What needs to be done - The data beneath this task has to be reprinted character for character.

[Opening Records for this exercise section]

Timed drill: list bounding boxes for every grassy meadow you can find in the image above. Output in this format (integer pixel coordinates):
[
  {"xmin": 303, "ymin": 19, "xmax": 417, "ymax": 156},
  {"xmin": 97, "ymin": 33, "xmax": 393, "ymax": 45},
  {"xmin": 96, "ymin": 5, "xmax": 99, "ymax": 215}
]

[Closing Records for this exercise section]

Response below -
Timed drill: list bounding boxes for every grassy meadow you can find in the image above. Output in this format (integer pixel coordinates):
[
  {"xmin": 303, "ymin": 19, "xmax": 417, "ymax": 156},
  {"xmin": 97, "ymin": 33, "xmax": 393, "ymax": 45},
  {"xmin": 96, "ymin": 5, "xmax": 99, "ymax": 215}
]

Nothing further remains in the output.